### PASSAGE ###

So this is something you also acknowledge, a very detailed and opulent production and arrangement?

Oh yes, by all means, especially with Salsoul. What always strikes me first is the drummer. This cool shuffle beat. I think there is not a drummer in the whole disco era better than him, and he got sampled a million times for drum loops. Salsoul is kind of the commercial end of disco but the arrangements are always fantastic and I love so many of their releases very much, especially from this period. But this record is the one for me that nails it all down.

The sound of Salsoul was only a small step further from the Philly sound, but a crucial one at that.

Yes, definitely. This is the kind of sound that makes me sad that I was not born at the right time to experience it first hand. It must have been crazy when Levan played this and the whole crowd was singing along to it.

As disco is so important to you, how did you get into it?

###

> [WORK TO BE COMPLETED]
Reproduce the interview passage about Salsoul above word for word, from its opening question to its last one.

### RECORD EXCERPTS ###

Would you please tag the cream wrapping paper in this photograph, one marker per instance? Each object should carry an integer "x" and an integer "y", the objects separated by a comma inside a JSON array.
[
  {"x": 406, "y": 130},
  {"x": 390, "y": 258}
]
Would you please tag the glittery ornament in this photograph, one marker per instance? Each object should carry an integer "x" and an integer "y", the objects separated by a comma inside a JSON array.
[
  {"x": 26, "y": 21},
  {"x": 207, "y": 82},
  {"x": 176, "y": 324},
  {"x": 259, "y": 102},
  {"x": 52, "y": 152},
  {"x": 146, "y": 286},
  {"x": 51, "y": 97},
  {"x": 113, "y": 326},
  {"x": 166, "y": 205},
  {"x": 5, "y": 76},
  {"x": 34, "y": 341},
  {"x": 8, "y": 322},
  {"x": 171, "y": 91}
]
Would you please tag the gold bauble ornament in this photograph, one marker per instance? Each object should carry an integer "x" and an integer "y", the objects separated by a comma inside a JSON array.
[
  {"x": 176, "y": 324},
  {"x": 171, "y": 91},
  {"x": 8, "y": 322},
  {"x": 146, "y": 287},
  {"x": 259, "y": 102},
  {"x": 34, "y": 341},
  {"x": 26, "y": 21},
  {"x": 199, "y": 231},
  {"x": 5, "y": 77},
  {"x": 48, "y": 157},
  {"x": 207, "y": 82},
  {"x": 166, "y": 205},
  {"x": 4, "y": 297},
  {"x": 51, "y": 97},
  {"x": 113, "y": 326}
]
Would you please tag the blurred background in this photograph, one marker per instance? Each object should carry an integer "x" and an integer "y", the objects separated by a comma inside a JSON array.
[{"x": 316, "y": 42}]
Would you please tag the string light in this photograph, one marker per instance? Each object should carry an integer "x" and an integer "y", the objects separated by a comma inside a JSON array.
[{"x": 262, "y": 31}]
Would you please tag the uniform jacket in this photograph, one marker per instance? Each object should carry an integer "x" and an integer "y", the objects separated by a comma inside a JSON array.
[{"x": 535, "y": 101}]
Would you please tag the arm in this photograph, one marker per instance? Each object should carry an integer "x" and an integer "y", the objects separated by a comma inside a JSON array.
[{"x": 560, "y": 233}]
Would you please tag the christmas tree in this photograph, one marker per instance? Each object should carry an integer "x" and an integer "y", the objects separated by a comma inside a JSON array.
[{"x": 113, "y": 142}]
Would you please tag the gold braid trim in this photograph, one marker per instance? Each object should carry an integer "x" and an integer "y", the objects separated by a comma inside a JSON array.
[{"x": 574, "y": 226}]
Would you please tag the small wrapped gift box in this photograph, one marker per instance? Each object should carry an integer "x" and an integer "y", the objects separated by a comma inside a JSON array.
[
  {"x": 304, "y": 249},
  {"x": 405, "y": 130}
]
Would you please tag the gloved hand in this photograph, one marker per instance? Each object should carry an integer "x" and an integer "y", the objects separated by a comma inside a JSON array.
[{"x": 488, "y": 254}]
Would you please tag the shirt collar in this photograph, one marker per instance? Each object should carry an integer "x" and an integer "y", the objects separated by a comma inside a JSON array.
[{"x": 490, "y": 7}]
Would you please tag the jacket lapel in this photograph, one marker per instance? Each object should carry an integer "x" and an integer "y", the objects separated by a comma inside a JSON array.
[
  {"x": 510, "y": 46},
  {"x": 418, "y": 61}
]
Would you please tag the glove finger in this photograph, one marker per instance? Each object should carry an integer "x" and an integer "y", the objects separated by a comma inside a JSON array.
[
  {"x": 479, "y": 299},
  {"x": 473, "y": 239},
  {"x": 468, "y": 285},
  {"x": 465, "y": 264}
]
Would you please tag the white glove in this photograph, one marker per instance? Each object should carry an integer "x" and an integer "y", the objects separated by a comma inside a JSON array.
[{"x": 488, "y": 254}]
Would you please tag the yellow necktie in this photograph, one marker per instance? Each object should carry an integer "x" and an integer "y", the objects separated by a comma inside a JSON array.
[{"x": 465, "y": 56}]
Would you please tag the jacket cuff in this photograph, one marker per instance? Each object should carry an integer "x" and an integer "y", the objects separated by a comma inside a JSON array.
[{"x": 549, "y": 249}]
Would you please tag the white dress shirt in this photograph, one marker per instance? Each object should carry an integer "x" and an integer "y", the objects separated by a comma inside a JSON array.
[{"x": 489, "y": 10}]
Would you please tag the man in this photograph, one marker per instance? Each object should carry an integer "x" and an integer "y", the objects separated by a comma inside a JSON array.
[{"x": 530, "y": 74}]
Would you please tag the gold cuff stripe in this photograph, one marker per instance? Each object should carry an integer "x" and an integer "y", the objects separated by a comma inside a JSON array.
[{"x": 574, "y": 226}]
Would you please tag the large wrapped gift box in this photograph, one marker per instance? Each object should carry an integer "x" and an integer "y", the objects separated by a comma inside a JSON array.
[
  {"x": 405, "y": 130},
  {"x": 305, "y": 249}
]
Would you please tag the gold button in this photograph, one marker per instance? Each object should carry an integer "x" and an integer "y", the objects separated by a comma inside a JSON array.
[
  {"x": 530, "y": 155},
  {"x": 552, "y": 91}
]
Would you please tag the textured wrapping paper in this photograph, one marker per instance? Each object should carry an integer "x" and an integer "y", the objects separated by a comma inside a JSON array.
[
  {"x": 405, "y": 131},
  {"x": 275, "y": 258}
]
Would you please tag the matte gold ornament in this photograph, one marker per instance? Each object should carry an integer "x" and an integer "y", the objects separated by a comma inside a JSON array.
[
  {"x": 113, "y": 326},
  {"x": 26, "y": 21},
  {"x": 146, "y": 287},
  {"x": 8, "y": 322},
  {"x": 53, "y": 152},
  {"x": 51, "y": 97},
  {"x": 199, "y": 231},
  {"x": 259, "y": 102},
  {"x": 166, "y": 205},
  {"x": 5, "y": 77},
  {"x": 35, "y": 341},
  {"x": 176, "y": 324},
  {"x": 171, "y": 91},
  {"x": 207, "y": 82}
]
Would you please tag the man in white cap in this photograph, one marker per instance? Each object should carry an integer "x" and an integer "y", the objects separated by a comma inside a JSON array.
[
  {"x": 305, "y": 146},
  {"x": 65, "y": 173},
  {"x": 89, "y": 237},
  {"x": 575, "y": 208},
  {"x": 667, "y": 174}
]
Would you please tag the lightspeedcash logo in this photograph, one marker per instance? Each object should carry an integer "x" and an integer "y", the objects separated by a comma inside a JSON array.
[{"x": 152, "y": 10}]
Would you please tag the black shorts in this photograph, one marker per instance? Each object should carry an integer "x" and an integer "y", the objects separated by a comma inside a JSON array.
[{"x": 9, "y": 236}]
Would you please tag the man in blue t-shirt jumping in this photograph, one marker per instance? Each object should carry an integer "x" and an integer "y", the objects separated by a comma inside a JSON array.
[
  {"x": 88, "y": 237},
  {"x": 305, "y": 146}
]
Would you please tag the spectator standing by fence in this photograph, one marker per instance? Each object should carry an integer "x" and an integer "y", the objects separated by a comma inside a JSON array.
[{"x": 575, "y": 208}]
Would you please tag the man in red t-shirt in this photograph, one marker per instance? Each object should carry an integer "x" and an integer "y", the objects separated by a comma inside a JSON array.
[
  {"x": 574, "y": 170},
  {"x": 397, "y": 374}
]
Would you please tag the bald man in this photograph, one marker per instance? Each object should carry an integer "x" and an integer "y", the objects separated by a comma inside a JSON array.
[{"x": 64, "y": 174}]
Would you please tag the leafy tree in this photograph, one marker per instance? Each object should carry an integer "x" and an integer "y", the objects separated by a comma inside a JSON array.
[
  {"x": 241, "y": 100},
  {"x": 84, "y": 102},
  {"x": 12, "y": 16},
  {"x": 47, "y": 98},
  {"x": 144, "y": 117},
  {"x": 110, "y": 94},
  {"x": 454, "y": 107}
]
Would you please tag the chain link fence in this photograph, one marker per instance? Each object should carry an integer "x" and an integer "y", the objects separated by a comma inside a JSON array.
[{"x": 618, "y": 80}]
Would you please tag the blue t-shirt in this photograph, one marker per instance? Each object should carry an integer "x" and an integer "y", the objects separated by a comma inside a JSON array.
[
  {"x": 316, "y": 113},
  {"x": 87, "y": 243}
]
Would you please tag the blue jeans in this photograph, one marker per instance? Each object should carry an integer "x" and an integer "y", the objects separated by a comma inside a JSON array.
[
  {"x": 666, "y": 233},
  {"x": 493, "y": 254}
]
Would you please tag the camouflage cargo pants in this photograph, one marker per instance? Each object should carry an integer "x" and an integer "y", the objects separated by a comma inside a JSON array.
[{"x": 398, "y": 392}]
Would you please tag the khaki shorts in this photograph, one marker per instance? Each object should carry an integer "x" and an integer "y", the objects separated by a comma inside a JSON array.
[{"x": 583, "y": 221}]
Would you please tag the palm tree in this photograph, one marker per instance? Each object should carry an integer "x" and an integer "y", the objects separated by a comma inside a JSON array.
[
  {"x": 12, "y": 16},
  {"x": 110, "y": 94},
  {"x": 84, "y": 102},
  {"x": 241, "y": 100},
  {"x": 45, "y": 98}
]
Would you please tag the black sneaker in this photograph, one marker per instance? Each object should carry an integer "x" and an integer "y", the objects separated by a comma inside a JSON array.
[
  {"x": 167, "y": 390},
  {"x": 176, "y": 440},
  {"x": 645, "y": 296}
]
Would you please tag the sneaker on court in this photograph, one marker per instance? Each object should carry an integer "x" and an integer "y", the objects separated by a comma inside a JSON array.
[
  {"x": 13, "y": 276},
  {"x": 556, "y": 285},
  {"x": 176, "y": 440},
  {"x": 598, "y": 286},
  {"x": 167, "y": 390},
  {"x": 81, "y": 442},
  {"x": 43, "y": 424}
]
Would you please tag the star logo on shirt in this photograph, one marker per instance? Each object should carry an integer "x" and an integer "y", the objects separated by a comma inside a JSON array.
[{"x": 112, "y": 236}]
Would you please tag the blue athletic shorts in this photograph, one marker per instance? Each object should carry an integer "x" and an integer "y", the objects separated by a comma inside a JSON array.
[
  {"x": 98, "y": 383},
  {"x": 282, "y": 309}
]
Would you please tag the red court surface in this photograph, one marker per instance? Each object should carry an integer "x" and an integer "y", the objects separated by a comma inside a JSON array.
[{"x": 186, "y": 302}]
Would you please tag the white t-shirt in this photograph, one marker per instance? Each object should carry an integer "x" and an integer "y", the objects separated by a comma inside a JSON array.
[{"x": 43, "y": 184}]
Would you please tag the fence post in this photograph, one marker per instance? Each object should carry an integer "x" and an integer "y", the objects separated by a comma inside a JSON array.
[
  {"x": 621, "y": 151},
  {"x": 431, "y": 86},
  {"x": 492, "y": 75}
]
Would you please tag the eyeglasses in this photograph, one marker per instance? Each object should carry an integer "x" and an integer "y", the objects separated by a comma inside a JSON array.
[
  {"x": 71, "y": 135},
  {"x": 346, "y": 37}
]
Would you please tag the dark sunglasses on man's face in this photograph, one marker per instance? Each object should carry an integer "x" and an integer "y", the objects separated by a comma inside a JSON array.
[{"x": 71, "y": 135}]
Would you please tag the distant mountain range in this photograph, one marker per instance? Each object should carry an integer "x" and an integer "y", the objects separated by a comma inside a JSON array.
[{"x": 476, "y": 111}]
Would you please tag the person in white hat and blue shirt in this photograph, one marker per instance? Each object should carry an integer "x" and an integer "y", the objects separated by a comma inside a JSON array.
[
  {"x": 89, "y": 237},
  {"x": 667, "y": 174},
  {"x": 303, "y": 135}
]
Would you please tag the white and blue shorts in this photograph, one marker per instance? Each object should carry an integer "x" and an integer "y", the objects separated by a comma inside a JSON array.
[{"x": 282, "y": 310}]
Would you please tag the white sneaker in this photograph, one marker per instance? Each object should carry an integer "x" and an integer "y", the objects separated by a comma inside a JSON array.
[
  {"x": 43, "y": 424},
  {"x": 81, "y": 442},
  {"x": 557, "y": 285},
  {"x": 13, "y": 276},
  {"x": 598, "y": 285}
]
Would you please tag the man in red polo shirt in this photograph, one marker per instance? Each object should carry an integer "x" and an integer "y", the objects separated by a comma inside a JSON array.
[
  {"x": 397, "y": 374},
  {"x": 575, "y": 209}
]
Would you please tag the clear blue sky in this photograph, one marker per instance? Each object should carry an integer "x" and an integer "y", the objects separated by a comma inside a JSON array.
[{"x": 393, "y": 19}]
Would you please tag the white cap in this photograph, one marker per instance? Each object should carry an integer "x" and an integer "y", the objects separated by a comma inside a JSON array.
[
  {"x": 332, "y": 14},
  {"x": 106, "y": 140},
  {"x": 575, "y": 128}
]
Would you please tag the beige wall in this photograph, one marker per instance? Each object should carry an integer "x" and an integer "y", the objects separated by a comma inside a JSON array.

###

> [ANSWER]
So this is something you also acknowledge, a very detailed and opulent production and arrangement?

Oh yes, by all means, especially with Salsoul. What always strikes me first is the drummer. This cool shuffle beat. I think there is not a drummer in the whole disco era better than him, and he got sampled a million times for drum loops. Salsoul is kind of the commercial end of disco but the arrangements are always fantastic and I love so many of their releases very much, especially from this period. But this record is the one for me that nails it all down.

The sound of Salsoul was only a small step further from the Philly sound, but a crucial one at that.

Yes, definitely. This is the kind of sound that makes me sad that I was not born at the right time to experience it first hand. It must have been crazy when Levan played this and the whole crowd was singing along to it.

As disco is so important to you, how did you get into it?